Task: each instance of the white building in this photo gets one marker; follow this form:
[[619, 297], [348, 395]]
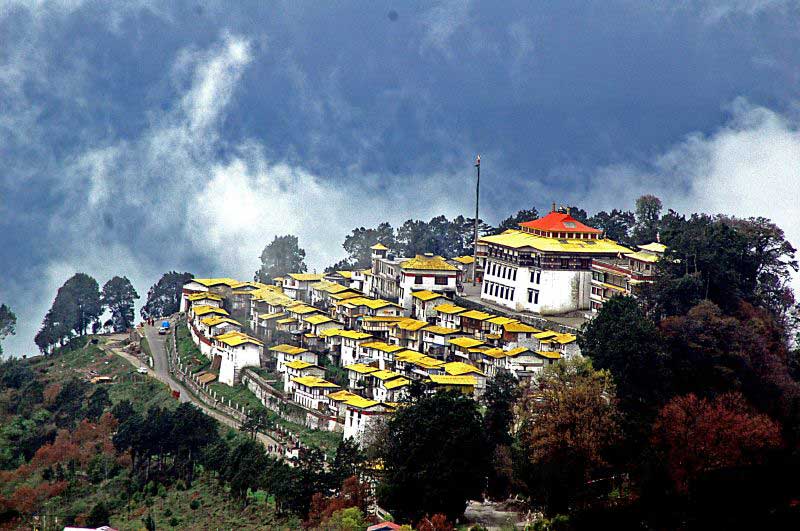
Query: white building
[[426, 272], [237, 351], [545, 267]]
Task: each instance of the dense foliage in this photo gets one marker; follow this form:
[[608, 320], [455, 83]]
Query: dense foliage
[[164, 297], [281, 256]]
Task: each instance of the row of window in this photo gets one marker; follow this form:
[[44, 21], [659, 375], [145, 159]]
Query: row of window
[[498, 290], [502, 271]]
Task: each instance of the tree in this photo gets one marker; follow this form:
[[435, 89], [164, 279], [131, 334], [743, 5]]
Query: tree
[[98, 516], [568, 423], [347, 462], [358, 243], [76, 307], [622, 340], [512, 222], [283, 255], [617, 224], [119, 297], [257, 421], [698, 435], [164, 297], [648, 215], [500, 396], [8, 323], [434, 456]]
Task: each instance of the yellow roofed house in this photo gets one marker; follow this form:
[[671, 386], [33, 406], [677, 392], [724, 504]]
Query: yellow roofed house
[[545, 266], [428, 273], [312, 391], [299, 369], [237, 350], [285, 353]]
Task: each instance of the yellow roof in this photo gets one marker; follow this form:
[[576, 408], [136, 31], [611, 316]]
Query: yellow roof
[[360, 368], [501, 320], [419, 359], [458, 368], [269, 316], [478, 315], [426, 295], [520, 327], [299, 364], [549, 354], [465, 342], [449, 308], [385, 375], [449, 379], [518, 239], [654, 247], [411, 324], [341, 396], [496, 353], [383, 318], [428, 263], [215, 320], [317, 319], [307, 277], [204, 310], [208, 282], [643, 257], [353, 334], [361, 402], [234, 339], [205, 295], [302, 309], [313, 381], [288, 349], [397, 382], [517, 351], [382, 346], [442, 330], [565, 338]]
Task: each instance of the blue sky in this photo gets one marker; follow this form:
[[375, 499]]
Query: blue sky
[[138, 136]]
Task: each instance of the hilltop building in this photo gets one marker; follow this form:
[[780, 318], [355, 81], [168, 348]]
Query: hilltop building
[[545, 266]]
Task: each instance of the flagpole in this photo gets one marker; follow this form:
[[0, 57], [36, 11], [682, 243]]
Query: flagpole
[[477, 199]]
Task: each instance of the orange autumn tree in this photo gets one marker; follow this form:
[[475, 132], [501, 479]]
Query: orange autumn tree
[[699, 435]]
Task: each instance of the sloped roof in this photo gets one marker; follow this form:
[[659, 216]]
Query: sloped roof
[[428, 263], [559, 221]]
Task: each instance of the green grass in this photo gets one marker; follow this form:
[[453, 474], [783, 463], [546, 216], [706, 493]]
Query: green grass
[[238, 395]]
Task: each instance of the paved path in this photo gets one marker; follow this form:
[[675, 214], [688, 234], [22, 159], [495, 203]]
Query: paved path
[[160, 371]]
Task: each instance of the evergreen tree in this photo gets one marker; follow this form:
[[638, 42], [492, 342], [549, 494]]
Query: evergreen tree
[[164, 297], [119, 297], [282, 256]]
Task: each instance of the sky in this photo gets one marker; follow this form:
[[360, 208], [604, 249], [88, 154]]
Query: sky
[[138, 137]]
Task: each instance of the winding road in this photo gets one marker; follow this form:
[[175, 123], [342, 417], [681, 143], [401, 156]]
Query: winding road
[[160, 370]]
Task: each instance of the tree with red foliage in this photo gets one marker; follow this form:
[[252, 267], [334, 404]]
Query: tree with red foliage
[[437, 522], [698, 435], [353, 493]]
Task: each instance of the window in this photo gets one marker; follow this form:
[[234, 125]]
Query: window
[[533, 296]]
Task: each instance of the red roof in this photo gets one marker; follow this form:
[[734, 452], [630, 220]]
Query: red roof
[[559, 222]]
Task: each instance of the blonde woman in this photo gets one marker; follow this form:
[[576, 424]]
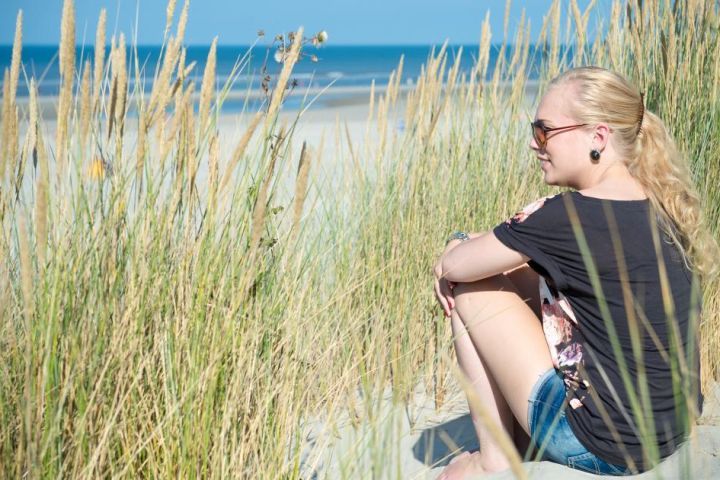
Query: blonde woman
[[574, 319]]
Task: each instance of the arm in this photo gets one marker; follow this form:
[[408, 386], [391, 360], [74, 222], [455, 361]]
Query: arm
[[480, 257]]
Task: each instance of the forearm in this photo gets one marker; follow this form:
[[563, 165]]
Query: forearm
[[479, 257]]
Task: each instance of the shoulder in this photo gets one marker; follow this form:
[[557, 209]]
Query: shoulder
[[548, 203]]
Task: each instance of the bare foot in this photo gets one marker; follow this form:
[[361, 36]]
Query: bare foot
[[461, 466]]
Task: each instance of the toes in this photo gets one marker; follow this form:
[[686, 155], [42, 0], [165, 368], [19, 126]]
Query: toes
[[458, 457]]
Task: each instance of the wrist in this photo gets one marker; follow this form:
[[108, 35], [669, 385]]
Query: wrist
[[460, 236]]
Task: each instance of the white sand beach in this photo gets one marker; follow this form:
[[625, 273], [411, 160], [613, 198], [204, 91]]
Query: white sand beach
[[419, 441]]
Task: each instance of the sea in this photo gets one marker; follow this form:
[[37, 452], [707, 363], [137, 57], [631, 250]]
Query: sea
[[324, 76]]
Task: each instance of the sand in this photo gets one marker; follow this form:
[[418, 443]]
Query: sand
[[415, 441]]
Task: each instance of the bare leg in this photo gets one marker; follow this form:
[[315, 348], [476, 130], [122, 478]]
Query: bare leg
[[501, 348]]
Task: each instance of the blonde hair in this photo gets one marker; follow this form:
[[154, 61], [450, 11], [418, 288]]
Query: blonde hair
[[650, 154]]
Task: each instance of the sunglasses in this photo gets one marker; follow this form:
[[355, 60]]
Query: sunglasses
[[540, 131]]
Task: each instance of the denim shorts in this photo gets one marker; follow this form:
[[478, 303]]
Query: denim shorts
[[551, 432]]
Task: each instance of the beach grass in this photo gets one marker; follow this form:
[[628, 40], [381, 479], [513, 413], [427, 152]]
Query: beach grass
[[170, 311]]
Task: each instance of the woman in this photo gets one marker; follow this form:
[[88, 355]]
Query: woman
[[574, 319]]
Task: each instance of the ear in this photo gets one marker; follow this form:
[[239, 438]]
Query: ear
[[601, 136]]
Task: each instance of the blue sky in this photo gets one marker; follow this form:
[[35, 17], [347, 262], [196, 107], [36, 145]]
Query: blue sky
[[348, 22]]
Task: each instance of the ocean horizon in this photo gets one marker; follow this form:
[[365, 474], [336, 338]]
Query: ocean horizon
[[340, 72]]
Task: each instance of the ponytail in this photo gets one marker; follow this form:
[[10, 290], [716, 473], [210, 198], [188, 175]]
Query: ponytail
[[652, 158], [664, 174]]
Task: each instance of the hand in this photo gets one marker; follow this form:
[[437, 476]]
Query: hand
[[444, 287]]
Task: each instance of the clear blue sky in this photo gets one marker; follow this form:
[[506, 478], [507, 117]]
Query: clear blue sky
[[348, 22]]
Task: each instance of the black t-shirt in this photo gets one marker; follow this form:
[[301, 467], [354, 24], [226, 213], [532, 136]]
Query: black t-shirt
[[584, 308]]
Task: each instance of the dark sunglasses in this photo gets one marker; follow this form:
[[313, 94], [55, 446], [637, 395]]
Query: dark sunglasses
[[540, 131]]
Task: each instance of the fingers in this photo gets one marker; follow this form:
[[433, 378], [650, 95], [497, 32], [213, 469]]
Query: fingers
[[443, 291], [441, 298]]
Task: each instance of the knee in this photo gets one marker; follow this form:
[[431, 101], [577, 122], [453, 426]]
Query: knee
[[471, 295]]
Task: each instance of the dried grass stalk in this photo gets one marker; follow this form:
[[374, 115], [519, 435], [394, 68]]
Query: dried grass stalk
[[213, 170], [182, 23], [119, 66], [85, 105], [484, 51], [258, 217], [141, 147], [67, 73], [301, 182], [169, 14], [67, 39], [279, 91], [5, 134], [42, 200], [208, 87], [99, 66], [15, 62], [240, 149], [26, 270]]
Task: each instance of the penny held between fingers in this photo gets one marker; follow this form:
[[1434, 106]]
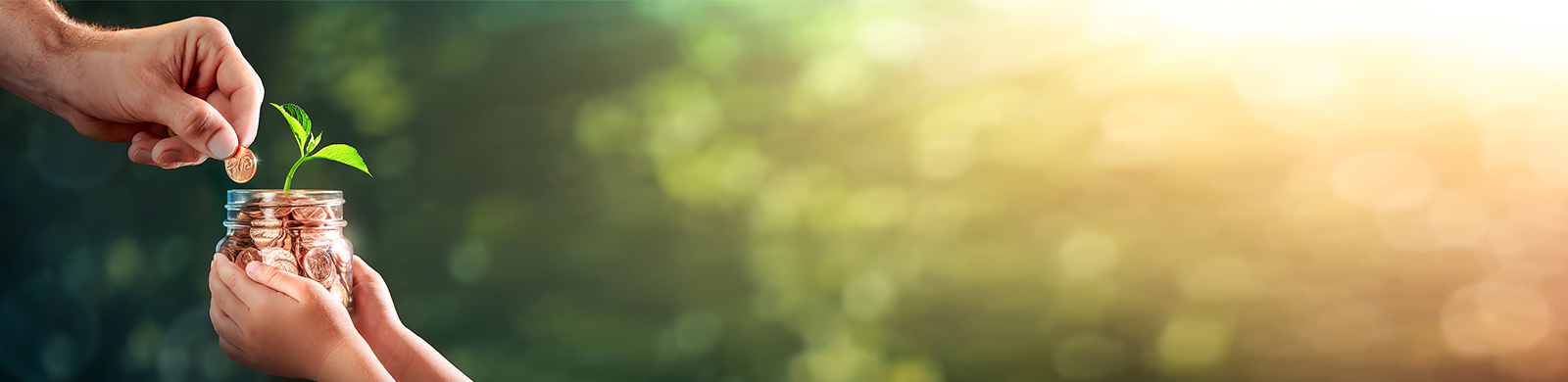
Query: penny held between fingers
[[242, 167]]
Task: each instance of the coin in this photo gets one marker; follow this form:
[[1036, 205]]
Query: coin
[[267, 222], [281, 259], [266, 237], [341, 292], [311, 214], [242, 167], [318, 264], [247, 256]]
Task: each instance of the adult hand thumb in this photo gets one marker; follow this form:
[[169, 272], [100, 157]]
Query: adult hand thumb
[[196, 122]]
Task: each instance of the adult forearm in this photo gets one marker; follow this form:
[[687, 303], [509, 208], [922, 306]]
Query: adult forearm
[[36, 39]]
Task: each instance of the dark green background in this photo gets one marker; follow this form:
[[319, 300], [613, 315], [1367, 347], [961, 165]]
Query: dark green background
[[750, 191]]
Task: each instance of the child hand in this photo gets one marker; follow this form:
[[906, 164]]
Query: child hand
[[286, 324], [404, 355], [373, 315]]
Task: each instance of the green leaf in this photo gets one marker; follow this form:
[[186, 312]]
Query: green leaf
[[314, 140], [298, 113], [294, 124], [342, 154]]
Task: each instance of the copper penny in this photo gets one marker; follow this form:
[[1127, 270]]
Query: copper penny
[[318, 264], [311, 214], [266, 237], [339, 290], [281, 259], [242, 167], [247, 256]]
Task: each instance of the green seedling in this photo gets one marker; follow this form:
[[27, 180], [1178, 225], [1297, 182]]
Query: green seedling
[[302, 128]]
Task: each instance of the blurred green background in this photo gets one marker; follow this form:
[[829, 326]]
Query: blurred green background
[[833, 191]]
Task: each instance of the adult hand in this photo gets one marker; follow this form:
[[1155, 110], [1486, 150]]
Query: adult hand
[[179, 93], [286, 324]]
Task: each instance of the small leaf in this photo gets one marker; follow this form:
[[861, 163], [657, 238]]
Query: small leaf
[[314, 140], [298, 113], [342, 154], [294, 124]]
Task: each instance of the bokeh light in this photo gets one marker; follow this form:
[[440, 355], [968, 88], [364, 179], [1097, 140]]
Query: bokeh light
[[820, 191]]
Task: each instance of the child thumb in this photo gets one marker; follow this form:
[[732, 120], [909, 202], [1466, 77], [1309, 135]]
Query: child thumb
[[266, 274]]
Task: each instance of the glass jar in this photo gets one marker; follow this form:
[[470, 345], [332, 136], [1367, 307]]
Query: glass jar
[[300, 232]]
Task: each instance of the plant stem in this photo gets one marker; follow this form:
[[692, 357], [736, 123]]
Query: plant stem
[[290, 171]]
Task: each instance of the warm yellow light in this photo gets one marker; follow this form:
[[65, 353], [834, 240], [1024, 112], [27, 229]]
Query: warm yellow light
[[1512, 26]]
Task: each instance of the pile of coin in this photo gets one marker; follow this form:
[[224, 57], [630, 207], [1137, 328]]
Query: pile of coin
[[297, 235]]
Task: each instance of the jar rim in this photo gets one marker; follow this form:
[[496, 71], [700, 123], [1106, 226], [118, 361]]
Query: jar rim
[[278, 198]]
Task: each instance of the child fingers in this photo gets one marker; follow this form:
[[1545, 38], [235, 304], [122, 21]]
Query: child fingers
[[269, 276], [223, 323], [247, 290], [235, 353], [365, 272], [221, 295]]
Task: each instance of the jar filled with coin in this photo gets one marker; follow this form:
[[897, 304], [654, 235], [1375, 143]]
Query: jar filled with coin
[[298, 232]]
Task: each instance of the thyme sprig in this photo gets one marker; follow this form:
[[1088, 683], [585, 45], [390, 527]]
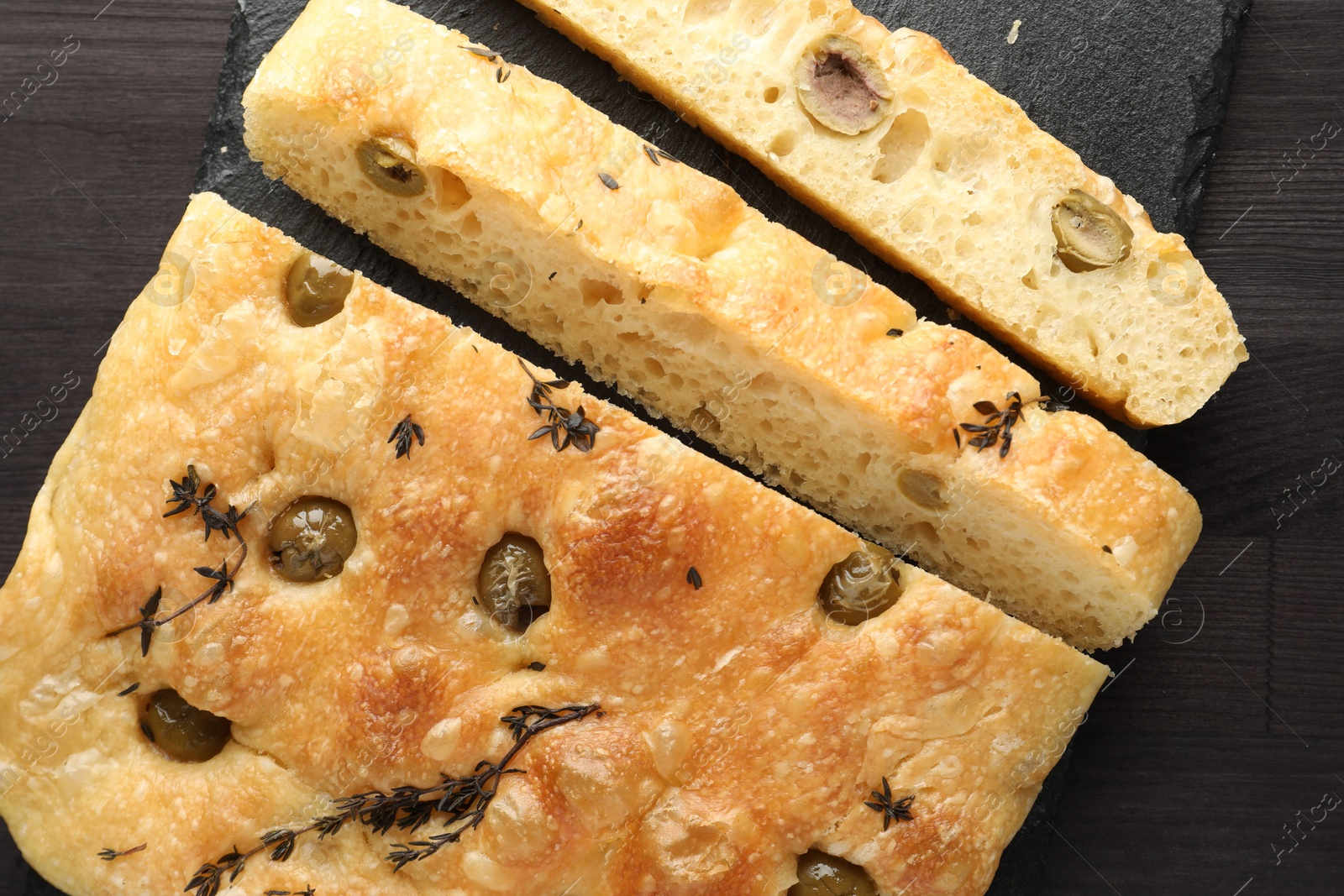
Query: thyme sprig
[[998, 426], [403, 432], [578, 432], [465, 799], [150, 620], [891, 809], [185, 496], [461, 799]]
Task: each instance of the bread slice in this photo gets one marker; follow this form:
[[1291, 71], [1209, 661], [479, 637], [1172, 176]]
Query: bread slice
[[949, 181], [739, 726], [664, 281]]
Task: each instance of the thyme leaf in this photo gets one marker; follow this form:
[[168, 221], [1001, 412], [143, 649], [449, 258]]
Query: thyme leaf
[[564, 427], [484, 53], [150, 620], [403, 432], [461, 801], [998, 426], [185, 496], [890, 809]]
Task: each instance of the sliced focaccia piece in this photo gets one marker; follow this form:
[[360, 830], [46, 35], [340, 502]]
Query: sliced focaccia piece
[[938, 174], [664, 281], [676, 680]]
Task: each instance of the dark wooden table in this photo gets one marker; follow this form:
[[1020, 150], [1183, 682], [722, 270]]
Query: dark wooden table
[[1226, 723]]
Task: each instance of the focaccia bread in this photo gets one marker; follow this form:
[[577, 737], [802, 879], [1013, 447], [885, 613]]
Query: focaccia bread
[[663, 281], [685, 718], [938, 174]]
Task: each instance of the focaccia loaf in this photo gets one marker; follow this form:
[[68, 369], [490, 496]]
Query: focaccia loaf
[[664, 281], [948, 179], [739, 727]]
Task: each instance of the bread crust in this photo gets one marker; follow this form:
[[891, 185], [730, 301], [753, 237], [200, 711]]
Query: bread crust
[[671, 286], [956, 184], [741, 728]]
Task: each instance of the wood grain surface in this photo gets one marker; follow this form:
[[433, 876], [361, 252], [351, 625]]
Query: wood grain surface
[[1226, 723]]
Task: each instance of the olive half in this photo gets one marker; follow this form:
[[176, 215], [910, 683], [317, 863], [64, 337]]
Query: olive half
[[842, 86], [390, 164], [514, 586], [1089, 233], [862, 586], [312, 539], [316, 289], [181, 730], [823, 875]]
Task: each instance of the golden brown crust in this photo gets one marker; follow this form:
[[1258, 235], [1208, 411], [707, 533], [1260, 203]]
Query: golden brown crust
[[714, 318], [964, 201], [739, 727]]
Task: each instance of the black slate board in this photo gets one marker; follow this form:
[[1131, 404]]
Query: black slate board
[[1139, 87]]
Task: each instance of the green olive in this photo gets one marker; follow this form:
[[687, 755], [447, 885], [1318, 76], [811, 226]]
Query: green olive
[[922, 488], [862, 586], [316, 289], [514, 586], [390, 164], [842, 86], [312, 539], [1089, 233], [823, 875], [181, 730]]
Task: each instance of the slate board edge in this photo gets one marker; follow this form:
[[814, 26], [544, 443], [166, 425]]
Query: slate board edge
[[1202, 147], [1023, 860]]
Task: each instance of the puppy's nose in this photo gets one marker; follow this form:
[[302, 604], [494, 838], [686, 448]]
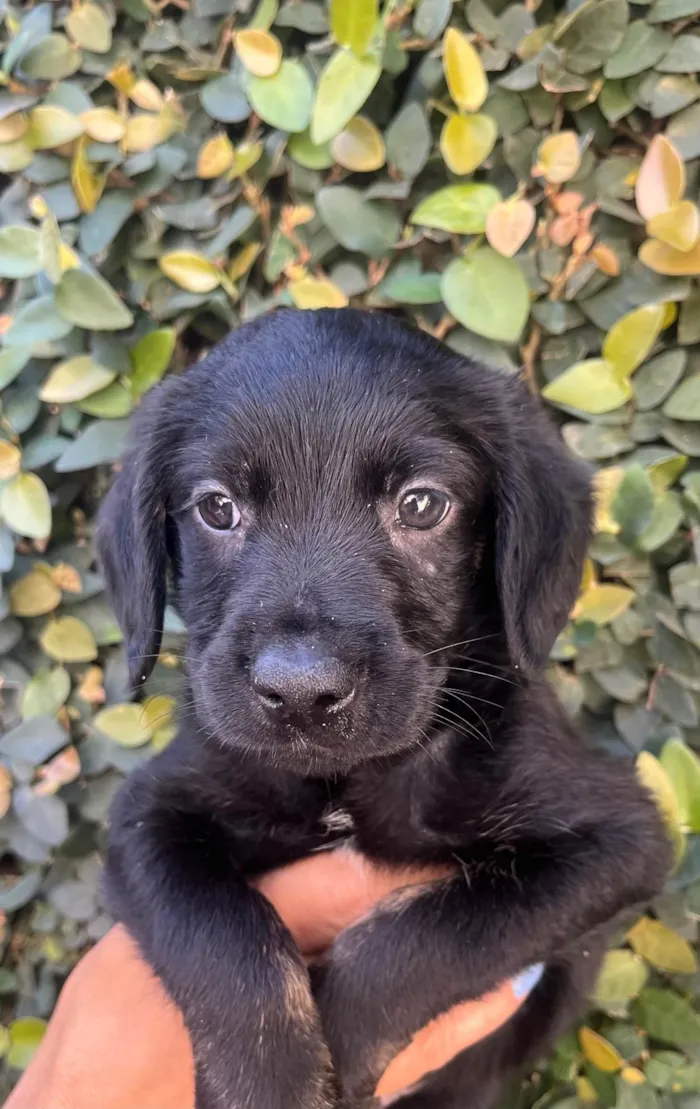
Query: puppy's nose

--- --- ---

*What the task requires*. Copy the data word for word, from its first line down to and including the line that contains "[[498, 290], [502, 271]]". Leave out the pictures.

*Exercise result*.
Task: each instance of the white building in this photo gets one marker; follow this form:
[[619, 297], [348, 395]]
Query: white building
[[426, 272], [237, 351], [545, 267]]
Task: each instance of the dense foliage in this photo gets one marker; follow this form:
[[608, 320], [455, 83]]
Query: dense foliage
[[164, 297], [281, 256]]
Task: each instance of the row of window in this photo gets one marker; follow this form:
[[44, 21], [659, 375], [145, 159]]
Query: row of window
[[498, 290], [502, 271]]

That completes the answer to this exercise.